--- START OF Excerpt to read ---

= 1988 Ottawa-Carleton Regional Municipality elections =

Elections were held on November 14, 1988 in the Regional Municipality of Ottawa-Carleton. This page lists the election results for local mayors and councils of the RMOC in 1988.

Following the elections, Andy Haydon was re-elected as the chair of Regional Council on December 14, by the elected members of the council. He was acclaimed to the position, as no councillor nominated an opponent, though public servant Douglas Campbell had declared an interest in the job.

==Regional Council==
The following were elected to regional council either directly on election day or by the local councils afterwards.

--- END OF Excerpt to read ---

Duplicate the passage on the 1988 Ottawa-Carleton elections starting with "Elections were held" and going on through "local councils afterwards.". The data that comes next has no connection to the election results above.

--- START OF Supplied material ---

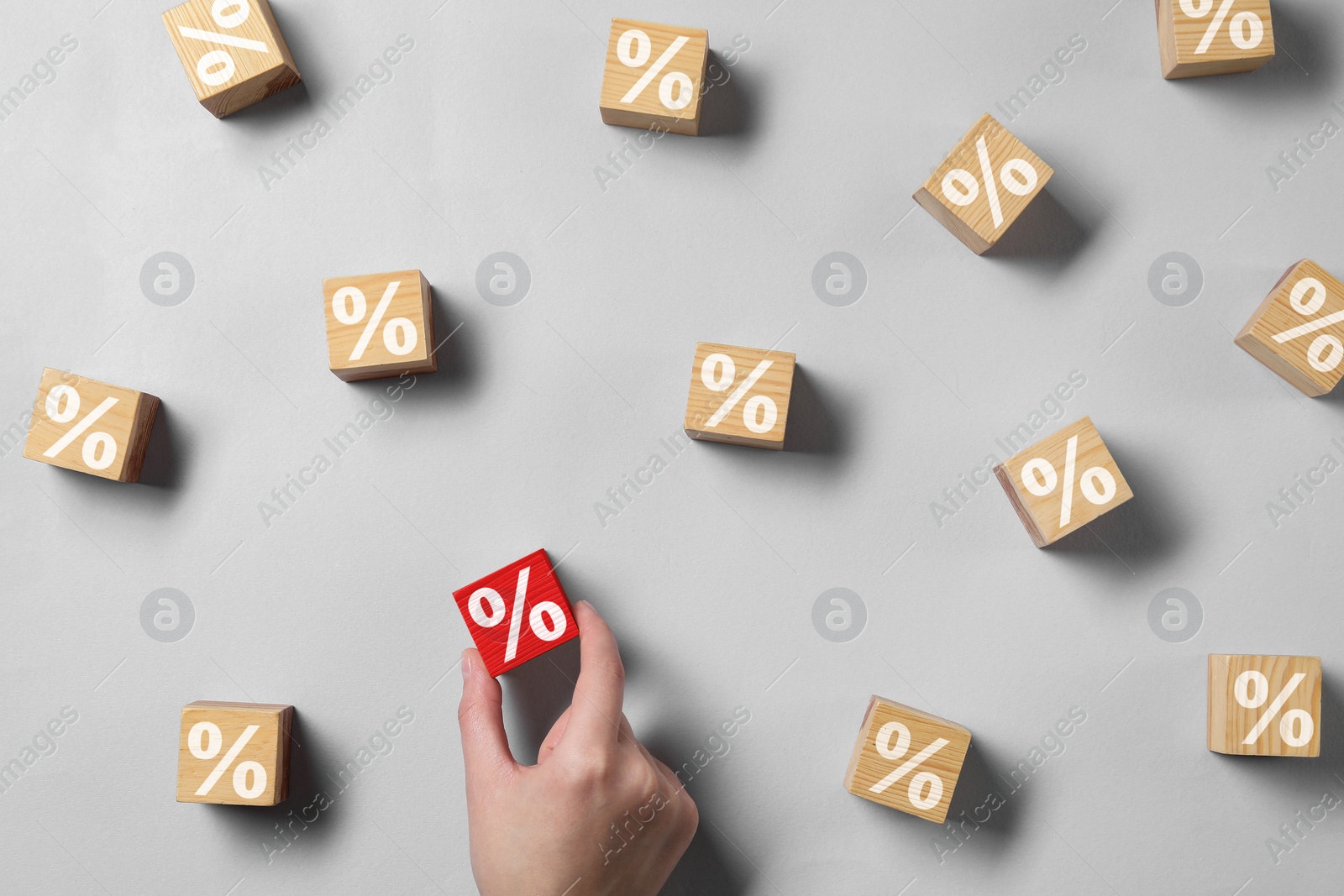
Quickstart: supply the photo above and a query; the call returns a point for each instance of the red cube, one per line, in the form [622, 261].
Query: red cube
[517, 613]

--- END OF Supplied material ---

▶ [Full response]
Elections were held on November 14, 1988 in the Regional Municipality of Ottawa-Carleton. This page lists the election results for local mayors and councils of the RMOC in 1988.

Following the elections, Andy Haydon was re-elected as the chair of Regional Council on December 14, by the elected members of the council. He was acclaimed to the position, as no councillor nominated an opponent, though public servant Douglas Campbell had declared an interest in the job.

==Regional Council==
The following were elected to regional council either directly on election day or by the local councils afterwards.